● **PROVIDED INFORMATION**
Content starts
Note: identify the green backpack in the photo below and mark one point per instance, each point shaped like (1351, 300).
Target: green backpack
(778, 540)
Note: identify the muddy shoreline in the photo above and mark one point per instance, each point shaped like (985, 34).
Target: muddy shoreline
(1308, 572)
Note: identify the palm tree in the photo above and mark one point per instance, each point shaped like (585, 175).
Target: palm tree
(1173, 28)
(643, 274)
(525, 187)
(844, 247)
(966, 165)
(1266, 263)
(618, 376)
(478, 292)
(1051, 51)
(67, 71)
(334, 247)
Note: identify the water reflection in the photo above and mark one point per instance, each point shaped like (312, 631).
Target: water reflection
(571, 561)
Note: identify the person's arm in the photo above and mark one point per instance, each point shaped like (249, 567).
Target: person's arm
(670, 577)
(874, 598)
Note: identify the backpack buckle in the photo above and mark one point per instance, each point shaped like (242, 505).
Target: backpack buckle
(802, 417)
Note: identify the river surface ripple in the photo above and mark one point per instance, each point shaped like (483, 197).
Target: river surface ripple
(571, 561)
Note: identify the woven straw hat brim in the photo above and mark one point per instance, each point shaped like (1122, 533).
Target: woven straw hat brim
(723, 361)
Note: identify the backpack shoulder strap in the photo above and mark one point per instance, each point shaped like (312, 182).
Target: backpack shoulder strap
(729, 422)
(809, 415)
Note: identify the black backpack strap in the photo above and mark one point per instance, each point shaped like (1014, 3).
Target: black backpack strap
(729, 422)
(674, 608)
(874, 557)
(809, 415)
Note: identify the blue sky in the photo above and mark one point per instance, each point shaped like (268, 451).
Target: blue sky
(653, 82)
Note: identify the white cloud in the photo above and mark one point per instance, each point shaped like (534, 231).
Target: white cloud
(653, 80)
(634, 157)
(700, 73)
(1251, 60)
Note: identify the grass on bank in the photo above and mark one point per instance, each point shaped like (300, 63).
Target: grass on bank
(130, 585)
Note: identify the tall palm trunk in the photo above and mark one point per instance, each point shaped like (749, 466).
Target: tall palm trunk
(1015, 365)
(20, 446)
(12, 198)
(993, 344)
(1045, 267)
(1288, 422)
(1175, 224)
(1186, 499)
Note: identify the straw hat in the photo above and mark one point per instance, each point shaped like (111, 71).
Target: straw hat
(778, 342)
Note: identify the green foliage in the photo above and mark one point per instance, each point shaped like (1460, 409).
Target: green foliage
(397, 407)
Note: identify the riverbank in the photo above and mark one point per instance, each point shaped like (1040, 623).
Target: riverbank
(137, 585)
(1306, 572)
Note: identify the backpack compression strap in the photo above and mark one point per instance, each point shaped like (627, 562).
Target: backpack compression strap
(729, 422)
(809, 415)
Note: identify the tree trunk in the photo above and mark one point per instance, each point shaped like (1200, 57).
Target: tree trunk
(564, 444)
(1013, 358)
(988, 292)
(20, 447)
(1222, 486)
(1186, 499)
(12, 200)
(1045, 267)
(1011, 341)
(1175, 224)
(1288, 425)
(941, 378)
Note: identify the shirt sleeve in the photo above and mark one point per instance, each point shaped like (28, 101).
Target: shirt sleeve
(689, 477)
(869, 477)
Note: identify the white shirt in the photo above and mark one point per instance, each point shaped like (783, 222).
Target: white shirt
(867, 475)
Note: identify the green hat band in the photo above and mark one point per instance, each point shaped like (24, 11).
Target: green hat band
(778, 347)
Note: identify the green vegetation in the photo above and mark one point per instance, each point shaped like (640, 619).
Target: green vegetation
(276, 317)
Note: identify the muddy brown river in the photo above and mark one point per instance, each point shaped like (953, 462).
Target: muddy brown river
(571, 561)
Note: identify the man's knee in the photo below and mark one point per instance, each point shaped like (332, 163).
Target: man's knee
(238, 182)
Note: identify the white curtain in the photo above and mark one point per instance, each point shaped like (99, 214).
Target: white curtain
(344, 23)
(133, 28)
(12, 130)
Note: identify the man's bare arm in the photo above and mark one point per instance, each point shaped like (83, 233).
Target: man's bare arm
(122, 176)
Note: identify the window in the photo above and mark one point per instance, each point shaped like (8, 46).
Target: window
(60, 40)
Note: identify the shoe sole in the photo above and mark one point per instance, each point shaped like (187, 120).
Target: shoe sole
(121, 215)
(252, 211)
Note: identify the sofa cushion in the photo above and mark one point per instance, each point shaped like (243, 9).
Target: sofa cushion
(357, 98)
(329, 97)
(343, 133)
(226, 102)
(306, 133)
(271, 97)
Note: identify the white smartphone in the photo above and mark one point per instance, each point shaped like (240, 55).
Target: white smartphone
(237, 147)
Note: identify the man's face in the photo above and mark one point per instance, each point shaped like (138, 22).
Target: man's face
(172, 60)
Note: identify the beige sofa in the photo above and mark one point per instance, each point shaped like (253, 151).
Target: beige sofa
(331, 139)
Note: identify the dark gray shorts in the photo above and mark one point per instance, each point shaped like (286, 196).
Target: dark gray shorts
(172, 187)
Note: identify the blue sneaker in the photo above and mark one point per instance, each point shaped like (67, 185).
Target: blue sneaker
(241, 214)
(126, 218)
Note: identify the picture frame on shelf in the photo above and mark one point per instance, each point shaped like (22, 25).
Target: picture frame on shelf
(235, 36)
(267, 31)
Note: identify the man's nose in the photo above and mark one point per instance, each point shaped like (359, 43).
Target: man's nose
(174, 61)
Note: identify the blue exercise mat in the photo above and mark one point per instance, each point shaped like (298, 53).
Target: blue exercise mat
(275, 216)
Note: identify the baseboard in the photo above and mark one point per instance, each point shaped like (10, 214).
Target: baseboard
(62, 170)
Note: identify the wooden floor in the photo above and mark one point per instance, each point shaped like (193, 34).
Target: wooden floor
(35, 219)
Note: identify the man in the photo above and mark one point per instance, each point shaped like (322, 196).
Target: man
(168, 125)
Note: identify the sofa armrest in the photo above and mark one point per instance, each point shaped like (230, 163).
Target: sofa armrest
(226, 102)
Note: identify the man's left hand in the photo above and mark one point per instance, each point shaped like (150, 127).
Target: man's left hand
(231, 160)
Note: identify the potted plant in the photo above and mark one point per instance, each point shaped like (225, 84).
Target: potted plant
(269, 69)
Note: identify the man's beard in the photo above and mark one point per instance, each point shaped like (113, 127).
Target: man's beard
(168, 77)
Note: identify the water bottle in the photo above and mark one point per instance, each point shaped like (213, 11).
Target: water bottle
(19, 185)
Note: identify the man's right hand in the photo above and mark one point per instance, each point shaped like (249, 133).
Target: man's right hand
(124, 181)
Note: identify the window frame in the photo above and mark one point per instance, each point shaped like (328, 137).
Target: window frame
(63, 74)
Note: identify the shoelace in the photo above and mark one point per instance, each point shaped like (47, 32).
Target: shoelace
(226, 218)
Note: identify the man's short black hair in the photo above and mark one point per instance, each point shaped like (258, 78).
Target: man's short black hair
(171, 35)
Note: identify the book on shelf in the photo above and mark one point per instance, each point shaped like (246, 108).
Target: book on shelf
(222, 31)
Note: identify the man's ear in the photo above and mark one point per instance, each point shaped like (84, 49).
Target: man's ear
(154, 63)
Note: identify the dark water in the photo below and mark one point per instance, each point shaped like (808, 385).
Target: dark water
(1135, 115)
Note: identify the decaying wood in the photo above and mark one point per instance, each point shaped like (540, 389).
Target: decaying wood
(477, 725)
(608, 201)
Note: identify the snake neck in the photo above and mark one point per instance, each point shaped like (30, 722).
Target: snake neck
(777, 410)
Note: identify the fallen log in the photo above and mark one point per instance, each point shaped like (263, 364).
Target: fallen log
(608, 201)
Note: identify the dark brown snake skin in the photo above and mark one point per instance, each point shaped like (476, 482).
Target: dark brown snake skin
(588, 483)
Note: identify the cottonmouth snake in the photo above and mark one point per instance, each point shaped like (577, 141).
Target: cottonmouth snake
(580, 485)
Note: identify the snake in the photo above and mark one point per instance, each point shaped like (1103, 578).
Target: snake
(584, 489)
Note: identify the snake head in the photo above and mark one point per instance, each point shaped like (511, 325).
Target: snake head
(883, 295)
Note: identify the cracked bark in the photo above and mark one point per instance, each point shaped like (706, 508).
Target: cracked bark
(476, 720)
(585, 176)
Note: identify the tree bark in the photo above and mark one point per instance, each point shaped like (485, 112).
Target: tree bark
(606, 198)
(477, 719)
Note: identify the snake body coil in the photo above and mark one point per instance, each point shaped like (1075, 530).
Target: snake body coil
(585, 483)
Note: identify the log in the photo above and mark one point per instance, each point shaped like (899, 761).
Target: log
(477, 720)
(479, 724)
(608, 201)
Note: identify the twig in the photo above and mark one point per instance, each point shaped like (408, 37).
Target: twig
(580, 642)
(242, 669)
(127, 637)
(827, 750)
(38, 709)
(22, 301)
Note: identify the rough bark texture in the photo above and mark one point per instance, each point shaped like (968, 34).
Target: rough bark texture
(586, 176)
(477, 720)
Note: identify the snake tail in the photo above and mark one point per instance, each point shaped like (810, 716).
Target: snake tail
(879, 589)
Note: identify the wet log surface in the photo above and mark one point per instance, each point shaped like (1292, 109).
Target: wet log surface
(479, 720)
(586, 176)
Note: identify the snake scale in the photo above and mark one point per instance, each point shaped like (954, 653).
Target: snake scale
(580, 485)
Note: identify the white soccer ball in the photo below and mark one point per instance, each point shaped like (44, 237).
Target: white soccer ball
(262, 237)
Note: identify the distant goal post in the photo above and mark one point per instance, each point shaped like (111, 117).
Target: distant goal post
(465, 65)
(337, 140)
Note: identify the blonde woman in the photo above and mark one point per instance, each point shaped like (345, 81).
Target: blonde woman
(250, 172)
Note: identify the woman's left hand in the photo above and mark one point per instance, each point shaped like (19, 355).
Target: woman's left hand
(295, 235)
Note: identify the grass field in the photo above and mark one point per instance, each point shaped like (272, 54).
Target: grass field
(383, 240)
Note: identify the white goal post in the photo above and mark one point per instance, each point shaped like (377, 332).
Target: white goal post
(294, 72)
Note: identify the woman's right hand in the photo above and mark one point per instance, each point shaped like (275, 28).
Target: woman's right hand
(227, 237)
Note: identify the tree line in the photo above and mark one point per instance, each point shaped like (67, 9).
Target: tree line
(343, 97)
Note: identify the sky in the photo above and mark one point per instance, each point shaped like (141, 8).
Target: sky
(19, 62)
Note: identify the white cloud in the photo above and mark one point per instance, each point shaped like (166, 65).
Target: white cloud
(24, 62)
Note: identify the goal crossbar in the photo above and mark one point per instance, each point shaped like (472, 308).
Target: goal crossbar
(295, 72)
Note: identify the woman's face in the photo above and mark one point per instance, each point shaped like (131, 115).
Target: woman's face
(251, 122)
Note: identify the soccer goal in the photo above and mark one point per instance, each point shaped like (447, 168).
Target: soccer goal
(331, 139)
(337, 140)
Content ends
● **WHAT TO PRODUCE**
All lines above containing the string "below": copy each one.

● **WRITTEN ANSWER**
Note: identify the green backpack in the photo below and mark one point per instance, each point shaped like (1351, 300).
Note: identify the man's knee in the photo below and mark one point per instance, each point shaped like (332, 163).
Note: identify the dark water in the photo below and mark one point per instance, each point shaped like (808, 385).
Note: identify the white soccer ball in the photo below and mark one point per instance, each point shaped like (44, 237).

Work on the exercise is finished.